### WHAT THE EXERCISE ASKS
Report how many lines of the data below contain the word "pink". Give only the number.

A run of records
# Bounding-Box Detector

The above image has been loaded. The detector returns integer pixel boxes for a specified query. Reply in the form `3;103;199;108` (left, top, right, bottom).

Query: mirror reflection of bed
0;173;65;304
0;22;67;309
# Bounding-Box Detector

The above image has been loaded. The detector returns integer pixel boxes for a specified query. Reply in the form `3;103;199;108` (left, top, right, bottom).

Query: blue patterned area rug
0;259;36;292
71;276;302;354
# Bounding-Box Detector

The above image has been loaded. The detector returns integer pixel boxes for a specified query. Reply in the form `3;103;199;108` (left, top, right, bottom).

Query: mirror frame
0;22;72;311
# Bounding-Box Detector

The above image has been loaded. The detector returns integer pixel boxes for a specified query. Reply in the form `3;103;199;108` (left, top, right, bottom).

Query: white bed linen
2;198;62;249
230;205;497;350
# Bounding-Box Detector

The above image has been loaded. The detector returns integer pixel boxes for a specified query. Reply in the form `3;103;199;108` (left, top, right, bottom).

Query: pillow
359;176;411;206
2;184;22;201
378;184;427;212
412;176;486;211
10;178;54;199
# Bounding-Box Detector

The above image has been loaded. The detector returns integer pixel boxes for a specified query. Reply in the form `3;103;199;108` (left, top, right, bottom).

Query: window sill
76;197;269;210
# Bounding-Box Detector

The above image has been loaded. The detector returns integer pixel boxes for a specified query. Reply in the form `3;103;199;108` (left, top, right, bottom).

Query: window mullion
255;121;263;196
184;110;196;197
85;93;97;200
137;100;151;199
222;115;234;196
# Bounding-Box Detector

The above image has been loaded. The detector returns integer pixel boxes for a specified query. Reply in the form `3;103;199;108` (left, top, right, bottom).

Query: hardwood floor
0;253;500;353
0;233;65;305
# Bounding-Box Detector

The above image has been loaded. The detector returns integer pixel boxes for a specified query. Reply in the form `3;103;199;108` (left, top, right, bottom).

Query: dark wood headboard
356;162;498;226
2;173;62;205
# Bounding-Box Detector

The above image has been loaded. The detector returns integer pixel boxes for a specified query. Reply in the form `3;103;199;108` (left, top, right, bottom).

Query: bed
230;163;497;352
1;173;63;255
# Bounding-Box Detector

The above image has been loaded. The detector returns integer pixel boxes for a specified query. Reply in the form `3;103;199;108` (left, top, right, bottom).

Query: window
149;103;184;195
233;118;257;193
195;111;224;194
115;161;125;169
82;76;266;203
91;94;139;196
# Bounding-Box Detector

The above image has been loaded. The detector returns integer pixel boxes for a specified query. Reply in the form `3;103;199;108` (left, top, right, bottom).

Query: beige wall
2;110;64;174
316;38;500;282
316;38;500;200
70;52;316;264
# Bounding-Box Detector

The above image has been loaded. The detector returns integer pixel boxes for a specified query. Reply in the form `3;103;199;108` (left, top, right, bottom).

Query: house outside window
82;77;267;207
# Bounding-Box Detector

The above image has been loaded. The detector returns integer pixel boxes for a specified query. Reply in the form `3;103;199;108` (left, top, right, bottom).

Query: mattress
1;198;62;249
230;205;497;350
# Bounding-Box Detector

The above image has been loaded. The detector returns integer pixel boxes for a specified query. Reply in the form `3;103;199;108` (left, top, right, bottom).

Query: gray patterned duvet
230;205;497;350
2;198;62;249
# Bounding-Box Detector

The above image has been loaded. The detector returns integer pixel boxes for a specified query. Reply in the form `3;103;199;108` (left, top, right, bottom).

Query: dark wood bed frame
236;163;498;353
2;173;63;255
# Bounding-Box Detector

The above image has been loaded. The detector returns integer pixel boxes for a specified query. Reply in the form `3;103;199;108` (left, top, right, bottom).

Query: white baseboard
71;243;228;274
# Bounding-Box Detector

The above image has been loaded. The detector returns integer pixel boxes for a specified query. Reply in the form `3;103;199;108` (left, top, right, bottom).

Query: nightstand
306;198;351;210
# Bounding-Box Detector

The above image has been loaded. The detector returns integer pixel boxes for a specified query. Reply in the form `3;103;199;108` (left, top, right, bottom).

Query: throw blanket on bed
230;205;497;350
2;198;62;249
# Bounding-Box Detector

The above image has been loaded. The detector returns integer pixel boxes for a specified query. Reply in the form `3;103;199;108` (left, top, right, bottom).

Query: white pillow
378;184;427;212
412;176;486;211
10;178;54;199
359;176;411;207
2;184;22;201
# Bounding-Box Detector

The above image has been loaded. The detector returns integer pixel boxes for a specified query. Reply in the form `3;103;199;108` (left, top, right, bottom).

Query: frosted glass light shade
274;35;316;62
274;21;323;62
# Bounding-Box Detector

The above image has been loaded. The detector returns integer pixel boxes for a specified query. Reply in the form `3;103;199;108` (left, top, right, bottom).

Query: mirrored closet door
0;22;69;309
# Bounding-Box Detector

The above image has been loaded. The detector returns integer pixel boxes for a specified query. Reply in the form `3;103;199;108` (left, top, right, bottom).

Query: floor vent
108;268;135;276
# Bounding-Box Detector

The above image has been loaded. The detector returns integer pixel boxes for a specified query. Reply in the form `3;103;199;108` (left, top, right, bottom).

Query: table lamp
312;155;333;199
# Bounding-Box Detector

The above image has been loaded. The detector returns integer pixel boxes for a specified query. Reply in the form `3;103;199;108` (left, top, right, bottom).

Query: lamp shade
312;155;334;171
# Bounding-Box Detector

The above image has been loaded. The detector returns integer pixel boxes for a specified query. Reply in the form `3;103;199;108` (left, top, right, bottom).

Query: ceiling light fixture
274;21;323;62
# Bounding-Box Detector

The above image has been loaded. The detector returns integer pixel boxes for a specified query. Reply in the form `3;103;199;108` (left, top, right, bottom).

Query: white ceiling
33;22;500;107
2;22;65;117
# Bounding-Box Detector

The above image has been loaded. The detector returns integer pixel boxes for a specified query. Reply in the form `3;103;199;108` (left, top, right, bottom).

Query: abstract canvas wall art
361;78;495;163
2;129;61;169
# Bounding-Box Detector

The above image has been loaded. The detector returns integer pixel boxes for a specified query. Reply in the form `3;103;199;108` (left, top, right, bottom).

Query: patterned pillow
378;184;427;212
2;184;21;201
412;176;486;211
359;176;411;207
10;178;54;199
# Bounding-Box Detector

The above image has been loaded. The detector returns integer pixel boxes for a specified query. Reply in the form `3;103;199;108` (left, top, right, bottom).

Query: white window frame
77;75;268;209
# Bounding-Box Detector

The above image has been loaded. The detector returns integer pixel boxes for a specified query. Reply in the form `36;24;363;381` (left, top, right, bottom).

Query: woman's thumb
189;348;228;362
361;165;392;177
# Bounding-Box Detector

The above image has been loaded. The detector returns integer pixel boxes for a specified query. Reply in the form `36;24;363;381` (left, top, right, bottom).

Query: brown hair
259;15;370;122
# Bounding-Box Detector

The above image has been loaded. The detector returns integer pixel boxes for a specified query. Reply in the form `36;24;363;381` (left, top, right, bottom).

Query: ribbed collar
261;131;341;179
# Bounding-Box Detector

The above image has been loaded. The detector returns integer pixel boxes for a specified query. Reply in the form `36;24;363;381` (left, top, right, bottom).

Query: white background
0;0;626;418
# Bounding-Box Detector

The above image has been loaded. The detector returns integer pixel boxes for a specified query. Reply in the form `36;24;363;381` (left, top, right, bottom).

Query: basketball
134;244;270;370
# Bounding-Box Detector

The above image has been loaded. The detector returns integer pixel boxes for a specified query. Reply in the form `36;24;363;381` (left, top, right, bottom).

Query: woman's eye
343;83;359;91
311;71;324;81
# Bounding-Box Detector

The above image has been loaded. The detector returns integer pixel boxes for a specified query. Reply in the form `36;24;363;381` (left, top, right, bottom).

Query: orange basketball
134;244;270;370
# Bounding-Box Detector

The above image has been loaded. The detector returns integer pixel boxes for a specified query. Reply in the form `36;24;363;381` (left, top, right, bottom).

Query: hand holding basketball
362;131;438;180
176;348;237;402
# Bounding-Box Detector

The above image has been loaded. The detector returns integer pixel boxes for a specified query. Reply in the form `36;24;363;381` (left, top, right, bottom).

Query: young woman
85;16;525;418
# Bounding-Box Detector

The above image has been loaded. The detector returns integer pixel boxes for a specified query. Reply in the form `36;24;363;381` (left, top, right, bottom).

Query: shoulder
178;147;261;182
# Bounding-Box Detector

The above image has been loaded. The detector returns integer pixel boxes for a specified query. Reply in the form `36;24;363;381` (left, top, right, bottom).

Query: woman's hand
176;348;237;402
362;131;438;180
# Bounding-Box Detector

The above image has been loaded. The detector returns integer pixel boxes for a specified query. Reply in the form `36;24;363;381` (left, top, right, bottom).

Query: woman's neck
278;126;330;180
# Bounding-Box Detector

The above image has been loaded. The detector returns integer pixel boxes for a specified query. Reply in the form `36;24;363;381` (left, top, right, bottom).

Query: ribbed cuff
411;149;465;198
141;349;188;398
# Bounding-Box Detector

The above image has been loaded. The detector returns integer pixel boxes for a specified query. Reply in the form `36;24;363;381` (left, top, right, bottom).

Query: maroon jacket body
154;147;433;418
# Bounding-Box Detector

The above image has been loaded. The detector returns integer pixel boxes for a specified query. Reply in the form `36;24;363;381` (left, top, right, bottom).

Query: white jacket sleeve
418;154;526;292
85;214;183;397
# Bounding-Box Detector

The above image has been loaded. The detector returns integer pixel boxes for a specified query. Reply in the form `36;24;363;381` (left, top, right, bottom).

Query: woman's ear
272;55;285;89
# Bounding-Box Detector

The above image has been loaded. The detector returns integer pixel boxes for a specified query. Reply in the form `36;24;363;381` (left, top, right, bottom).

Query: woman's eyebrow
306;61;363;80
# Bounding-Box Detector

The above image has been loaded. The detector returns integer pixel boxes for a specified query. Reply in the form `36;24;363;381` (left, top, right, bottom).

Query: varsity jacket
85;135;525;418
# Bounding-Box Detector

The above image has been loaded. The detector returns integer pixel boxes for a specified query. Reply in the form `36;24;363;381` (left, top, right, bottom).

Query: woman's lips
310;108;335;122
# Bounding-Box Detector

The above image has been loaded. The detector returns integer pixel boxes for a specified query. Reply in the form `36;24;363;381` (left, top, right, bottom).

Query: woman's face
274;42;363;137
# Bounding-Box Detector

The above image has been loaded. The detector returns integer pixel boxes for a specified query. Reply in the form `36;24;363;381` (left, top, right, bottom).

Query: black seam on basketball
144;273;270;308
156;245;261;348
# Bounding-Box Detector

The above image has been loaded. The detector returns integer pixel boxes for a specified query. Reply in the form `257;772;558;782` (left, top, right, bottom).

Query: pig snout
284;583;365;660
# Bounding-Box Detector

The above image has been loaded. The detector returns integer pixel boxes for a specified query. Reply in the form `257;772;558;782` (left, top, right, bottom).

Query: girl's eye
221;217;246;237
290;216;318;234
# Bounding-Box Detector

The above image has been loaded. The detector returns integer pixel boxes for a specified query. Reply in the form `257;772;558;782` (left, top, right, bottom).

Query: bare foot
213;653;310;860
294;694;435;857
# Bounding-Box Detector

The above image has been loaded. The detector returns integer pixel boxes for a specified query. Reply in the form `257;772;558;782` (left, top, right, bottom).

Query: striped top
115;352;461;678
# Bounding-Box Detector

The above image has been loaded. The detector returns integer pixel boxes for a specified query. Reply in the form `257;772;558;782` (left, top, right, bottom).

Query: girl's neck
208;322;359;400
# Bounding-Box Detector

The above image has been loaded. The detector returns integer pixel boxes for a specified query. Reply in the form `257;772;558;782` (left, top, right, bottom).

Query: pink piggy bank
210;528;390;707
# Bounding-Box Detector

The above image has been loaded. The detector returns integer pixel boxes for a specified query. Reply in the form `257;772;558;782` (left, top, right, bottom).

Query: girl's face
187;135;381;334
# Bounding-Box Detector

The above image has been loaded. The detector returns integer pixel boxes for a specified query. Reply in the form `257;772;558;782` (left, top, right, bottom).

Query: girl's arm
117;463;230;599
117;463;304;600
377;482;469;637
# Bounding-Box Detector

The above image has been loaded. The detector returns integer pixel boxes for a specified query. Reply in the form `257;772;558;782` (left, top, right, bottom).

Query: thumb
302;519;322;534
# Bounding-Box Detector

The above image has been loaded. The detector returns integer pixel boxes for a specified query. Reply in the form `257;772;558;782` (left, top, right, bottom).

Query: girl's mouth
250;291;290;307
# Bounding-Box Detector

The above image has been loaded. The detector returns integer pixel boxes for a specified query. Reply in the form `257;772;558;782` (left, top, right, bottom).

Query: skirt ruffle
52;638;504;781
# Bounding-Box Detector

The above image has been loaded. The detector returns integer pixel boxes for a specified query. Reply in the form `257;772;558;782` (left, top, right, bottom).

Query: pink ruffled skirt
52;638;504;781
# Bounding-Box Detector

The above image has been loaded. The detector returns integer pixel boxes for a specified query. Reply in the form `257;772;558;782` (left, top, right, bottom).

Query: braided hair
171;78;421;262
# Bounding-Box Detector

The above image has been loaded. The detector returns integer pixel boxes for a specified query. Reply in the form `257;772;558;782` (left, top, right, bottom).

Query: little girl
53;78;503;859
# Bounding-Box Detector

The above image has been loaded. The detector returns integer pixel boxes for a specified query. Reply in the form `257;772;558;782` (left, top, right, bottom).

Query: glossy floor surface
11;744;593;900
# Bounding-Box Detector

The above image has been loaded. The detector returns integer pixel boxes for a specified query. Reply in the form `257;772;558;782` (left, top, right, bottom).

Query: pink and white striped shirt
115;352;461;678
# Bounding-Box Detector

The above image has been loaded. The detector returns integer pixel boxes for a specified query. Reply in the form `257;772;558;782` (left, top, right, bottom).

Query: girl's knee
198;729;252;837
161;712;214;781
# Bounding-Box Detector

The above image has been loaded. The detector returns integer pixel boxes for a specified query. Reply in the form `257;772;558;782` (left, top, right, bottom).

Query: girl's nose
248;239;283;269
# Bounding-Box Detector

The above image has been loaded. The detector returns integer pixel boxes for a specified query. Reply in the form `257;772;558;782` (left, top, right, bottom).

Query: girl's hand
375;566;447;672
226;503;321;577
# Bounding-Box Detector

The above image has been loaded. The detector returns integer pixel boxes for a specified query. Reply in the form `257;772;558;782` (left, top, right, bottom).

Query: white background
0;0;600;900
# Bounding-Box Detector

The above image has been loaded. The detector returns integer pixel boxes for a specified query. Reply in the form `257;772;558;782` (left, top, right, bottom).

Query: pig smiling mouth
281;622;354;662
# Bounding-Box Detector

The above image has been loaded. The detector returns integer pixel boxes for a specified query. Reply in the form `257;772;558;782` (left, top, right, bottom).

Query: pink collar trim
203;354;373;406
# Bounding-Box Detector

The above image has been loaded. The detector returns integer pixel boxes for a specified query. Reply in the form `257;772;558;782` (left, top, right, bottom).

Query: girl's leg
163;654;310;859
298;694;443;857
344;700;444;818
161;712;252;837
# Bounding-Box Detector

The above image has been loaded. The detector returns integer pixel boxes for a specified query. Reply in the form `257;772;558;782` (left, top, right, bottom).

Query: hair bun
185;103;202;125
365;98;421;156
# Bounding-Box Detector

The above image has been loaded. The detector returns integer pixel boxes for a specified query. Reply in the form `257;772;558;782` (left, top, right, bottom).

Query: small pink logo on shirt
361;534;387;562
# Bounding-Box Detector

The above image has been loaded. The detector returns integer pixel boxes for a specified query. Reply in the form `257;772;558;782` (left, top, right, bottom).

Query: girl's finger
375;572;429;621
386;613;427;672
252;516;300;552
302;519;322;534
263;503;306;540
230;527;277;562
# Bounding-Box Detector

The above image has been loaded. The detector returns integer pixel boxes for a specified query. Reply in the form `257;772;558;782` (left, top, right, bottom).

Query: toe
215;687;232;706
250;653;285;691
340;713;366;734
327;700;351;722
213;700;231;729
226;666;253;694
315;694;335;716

### RESPONSE FOR THIS EXERCISE
5